- **To do**
1/ For the message about Gandhi and Godse below, decide whether each statement agrees with it, answering yes or no and quoting the words of the message that settle it: (a) The writer agrees with Godse that Partition was Gandhi's fault. (b) The Dutch book Moord op de Mahatma was published by Davidsfonds in Leuven. (c) The writer has seen hostile reactions among Sikhs and Bengalis when the Mahatma is mentioned.
2/ Quote the message about Gandhi and Godse below word for word, beginning at "What I do express" and stopping after "of embarrassing facts)".

— Start of Excerpt —

Godse

Koenraad Elst ke.raadsrots at UNICALL.BE
Sun Sep 12 21:10:08 UTC 1999


Dear Dr. Thompson,

Thanks for sending all those new visitors to my website.
And sorry to disappoint them that the applause for Godse they expected
wasn't
there.  My serious opinion about Gandhi and Godse is not in that brief
website article (my Dutch book Moord op de Mahatma, Davidsfonds, Leuven
1998, though somewhat maltreated by the publisher, comes closer; I hope to
have a better English version out by summer next year ; for a Hindu judgment
of the murder with which I can largely agree, see the Gandhi chapter in Sita
Ram Goel: Perversion of India's Political Parlance, Voice of India, Delhi
ca. 1986, still in print).  The article merely comments on the different
political fall-out of the Gandhi murder as compared with the murder of
Yitzhak Rabin, both killed because they were held responsible for a "land
for peace" agreement.
    What I do express there is my agreement with Dr. Ambedkar that an
orderly exchange of population would have saved many lives, and my
disagreement with Godse that Partition was Gandhi's fault.  The latter
impression is still alive among the communities most affected by Partition,
and I've noticed openly hostile reactions among Sikhs and Bengalis when the
Mahatma is mentioned.  However, Gandhi could not have prevented Partition
even if he had staked his life for it.  That he failed to try his tested
method of fast unto death to put pressure on Jinnah is indeed something
which can be held against him, at least if one insists on treating him as a
superhuman saint.  Which I don't : decades of informed criticism of Gandhi
from many sides (see e.g. the Muslim-cum-Ambedkarite booklet Gandhi, Saint
or Sinner? by one Fazl-ul-Haq, which presents a list of embarrassing facts)

— End of Excerpt —
— Start of Data records —

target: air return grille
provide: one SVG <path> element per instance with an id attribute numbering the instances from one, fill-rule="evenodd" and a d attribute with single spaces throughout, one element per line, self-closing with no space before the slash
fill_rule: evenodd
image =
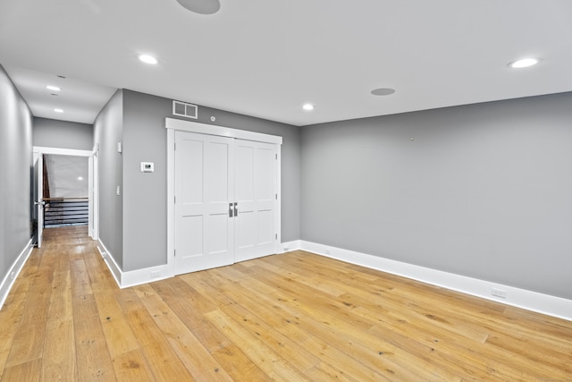
<path id="1" fill-rule="evenodd" d="M 198 107 L 197 105 L 172 101 L 172 115 L 197 119 L 198 117 Z"/>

— End of Data records —

- **Answers to the tasks**
1/
(a) No: "my disagreement with Godse that Partition was Gandhi's fault"
(b) Yes: "my Dutch book Moord op de Mahatma, Davidsfonds, Leuven 1998"
(c) Yes: "I've noticed openly hostile reactions among Sikhs and Bengalis when the Mahatma is mentioned"

2/
What I do express there is my agreement with Dr. Ambedkar that an
orderly exchange of population would have saved many lives, and my
disagreement with Godse that Partition was Gandhi's fault.  The latter
impression is still alive among the communities most affected by Partition,
and I've noticed openly hostile reactions among Sikhs and Bengalis when the
Mahatma is mentioned.  However, Gandhi could not have prevented Partition
even if he had staked his life for it.  That he failed to try his tested
method of fast unto death to put pressure on Jinnah is indeed something
which can be held against him, at least if one insists on treating him as a
superhuman saint.  Which I don't : decades of informed criticism of Gandhi
from many sides (see e.g. the Muslim-cum-Ambedkarite booklet Gandhi, Saint
or Sinner? by one Fazl-ul-Haq, which presents a list of embarrassing facts)